• **ACTIVITY LIST**
1. According to the film review, who directed 'The Theory of Everything'?
2. Copy the film review word for word from "It's a fine, fact-like" to "a recommendation, though........................6.5.".
3. In its part on 'The Theory of Everything', the film review says the story "really had nowhere else to go." Why, according to the film review, is this so?

• **SUPPLIED PASSAGE**
○ ○ ○ ○

Others in the cast include Tracey Ullman, Christine Baranski and.........Chris Pine. 

I think most cinema audiences won't know the stage musical - or even that this is a musical at all. If they don't know it I'd be surprised if they don't like the first main section, but may well come to be perplexed when the big switch happens, as I was the first time I saw it on stage.  But this is a faithful rendition of the original and I can't really suggest a major way in which it could have been improved.
Btw: Sitting a few rows behind me was a group of four 'mature' adults. One of the men had one of those infectious laughs, the kind that makes one laugh all the more - and, very importantly, he was laughing in all the right places. His welcome presence enhanced my experience.

I may well go to see this film again..............................7.5.




Wednesday, 7 January 2015

Film: 'The Theory of Everything'.

So, after a hiatus of over three weeks, back to the old routine, whilst noting films that I'd wanted to see but didn't (owing to unpropitious circumstances) disappear over the horizon, very likely to end up on my sad 'Never Seen' list.

This particular feature follows the widely-known true story of Stephen Hawking, from nerdy, rather arrogant and annoying student at Cambridge Uni, surviving through the onset of muscular dystrophy and its expected short life-survival, to world recognition in his quadriplegic and electronic-voiced  state, as one of the most prominent astro-physicists, certainly the most famous, in the world today - or, possibly any age, maybe on a par with Einstein himself.

I have absolutely no quibble with the portrayal of the two central characters, played by Eddie Redmayne as astonishingly believable as one can wish, and Felicity Jones as his (first) wife, Jane, giving him selfless support throughout his alarmingly rapid physical deterioration. The couple are at the centre of screen attention for the whole two hours.
It's not the film's fault that Hawking's story is so celebrated that it would have been distracting and troubling to have deviated from it. I have little doubt that it is as faithful a representation as we are ever going to see. But fore-knowledge also confines it. Of course there were details of certain events in his life which I hadn't appreciated, but none of them were so big as to surprise one. A lot of people, me included, knew that his first marriage hadn't lasted and that he married his nurse. So the story really had nowhere else to go.

Director James Marsh gets the very best out of all his cast, minor characters too. As we approach the time of the Oscar short-list announcements it would be a gigantic error not to include Redmayne, and if he were to actually receive the award I shan't be complaining. In the BAFTA awards, which precedes the Oscars by a few days, it looks as though 'Best Actor' is going to be a two-horse race between Redmayne and that Cumberbatch chappie (for 'The Imitation Game'). Between the two I'd have to give it to Eddie R. for this, surely one of the most jaw-dropping and believable performances put on screen  - ever!
I was also particularly struck by how different Felicity Jones looked near the film's start, all youthful and fresh-faced - but by the end her features were so careworn, the understandable result of years of uncomplaining ministrations to her husband. Remarkable.

It's a fine, fact-like (presumably) representation of a significant chunk in the life of an extraordinary man. I believe the film has had the thumbs-up from both Hawking himself and Jane (this film is actually based on her book of her years with Hawking). It would have been deeply disappointing if it hadn't. But by attempting to be so faithful to the facts the film came out to me as being a bit lacking in 'edge' - maybe even a trifle sterile? Still a recommendation, though........................6.5.

○ ○ ○ ○

• **DATA LISTING**
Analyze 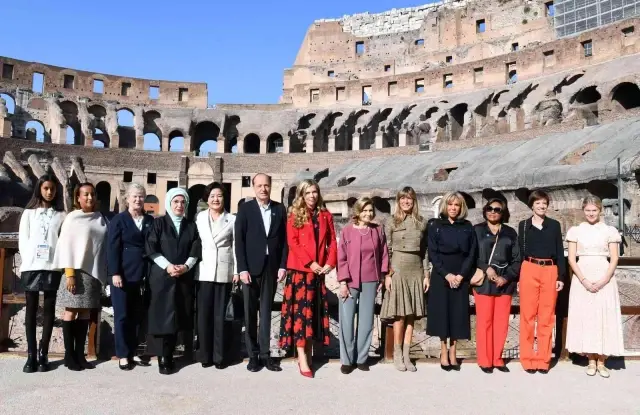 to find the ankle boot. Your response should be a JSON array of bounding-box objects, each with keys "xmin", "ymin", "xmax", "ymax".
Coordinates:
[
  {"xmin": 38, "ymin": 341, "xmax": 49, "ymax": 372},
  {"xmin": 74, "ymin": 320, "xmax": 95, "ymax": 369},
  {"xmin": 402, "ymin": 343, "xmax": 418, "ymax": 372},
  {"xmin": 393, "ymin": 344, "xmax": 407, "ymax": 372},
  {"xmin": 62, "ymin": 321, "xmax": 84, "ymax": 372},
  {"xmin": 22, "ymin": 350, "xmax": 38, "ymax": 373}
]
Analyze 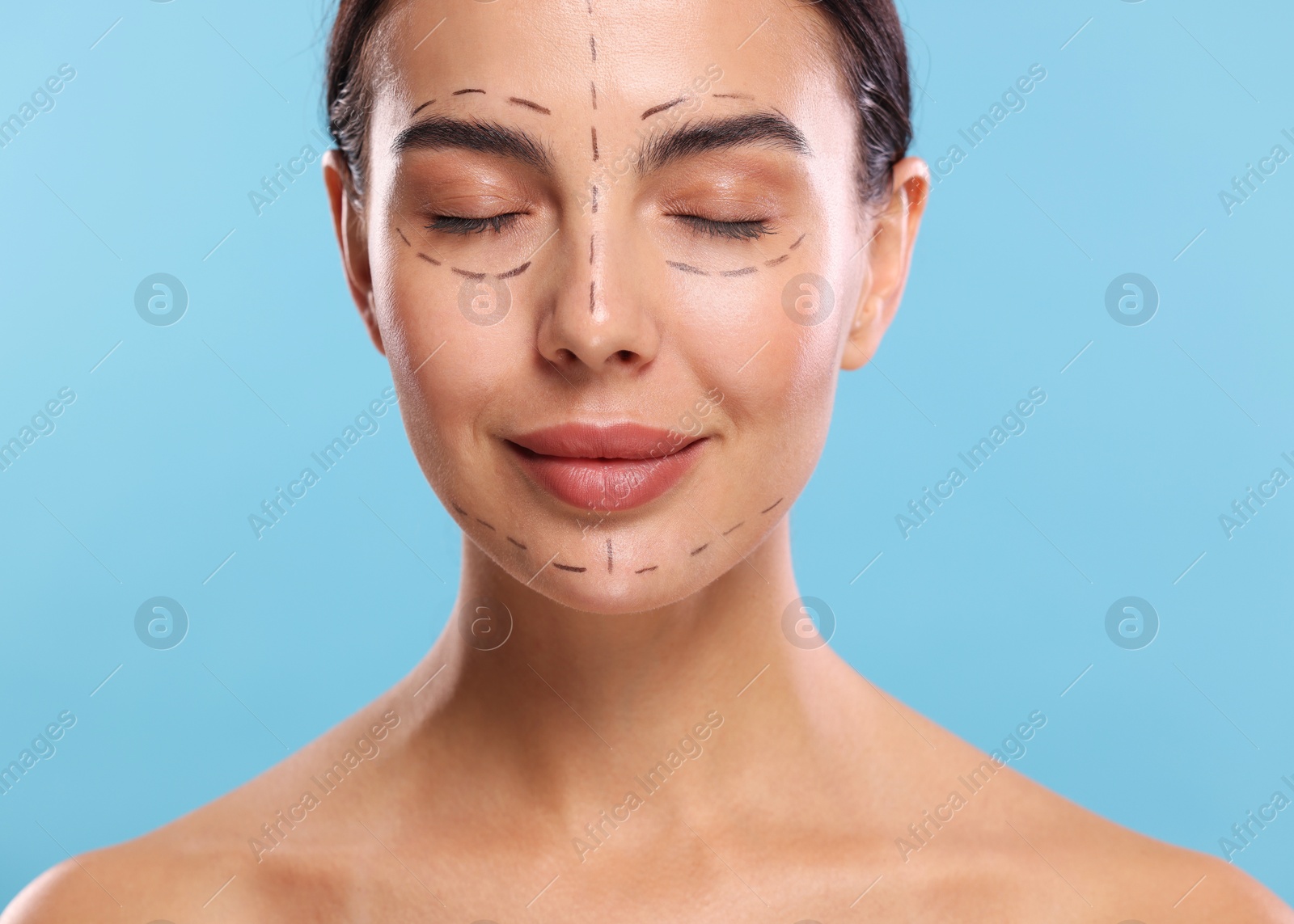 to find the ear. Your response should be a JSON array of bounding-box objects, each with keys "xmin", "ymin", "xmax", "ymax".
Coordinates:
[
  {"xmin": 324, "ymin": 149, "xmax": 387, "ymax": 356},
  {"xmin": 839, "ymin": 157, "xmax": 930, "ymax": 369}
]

○ ○ ○ ○

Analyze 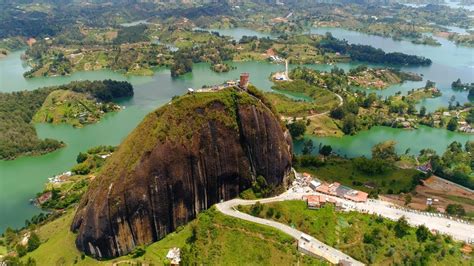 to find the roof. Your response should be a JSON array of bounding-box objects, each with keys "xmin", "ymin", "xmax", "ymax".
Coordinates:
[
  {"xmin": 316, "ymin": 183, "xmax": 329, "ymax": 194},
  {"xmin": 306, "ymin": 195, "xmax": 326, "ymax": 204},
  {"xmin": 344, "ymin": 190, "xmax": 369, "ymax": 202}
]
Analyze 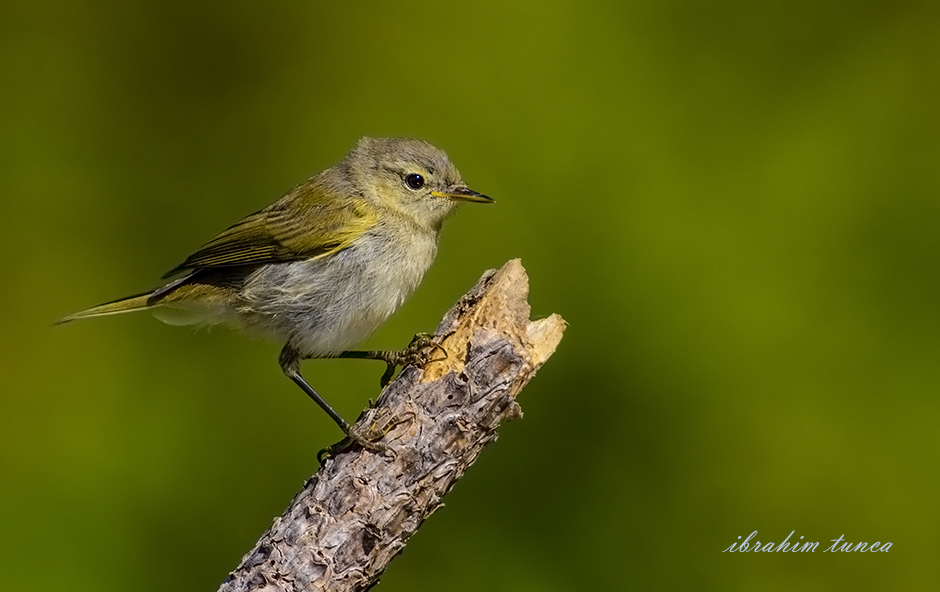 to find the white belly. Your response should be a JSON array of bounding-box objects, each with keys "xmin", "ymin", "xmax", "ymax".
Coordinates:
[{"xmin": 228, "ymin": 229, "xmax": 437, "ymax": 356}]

○ ○ ○ ○

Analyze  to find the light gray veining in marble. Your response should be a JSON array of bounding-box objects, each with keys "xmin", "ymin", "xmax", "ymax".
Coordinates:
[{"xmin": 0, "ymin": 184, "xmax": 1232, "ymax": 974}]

○ ○ ○ ○

• **RESULTS FOR THE EXERCISE**
1. James Marsh

2.
It's a fine, fact-like (presumably) representation of a significant chunk in the life of an extraordinary man. I believe the film has had the thumbs-up from both Hawking himself and Jane (this film is actually based on her book of her years with Hawking). It would have been deeply disappointing if it hadn't. But by attempting to be so faithful to the facts the film came out to me as being a bit lacking in 'edge' - maybe even a trifle sterile? Still a recommendation, though........................6.5.

3. Hawking's story is so celebrated that departing from it would have been distracting and troubling, so the film stays faithful and is confined by the audience's fore-knowledge. Many viewers, the reviewer included, already knew that his first marriage had not lasted and that he married his nurse.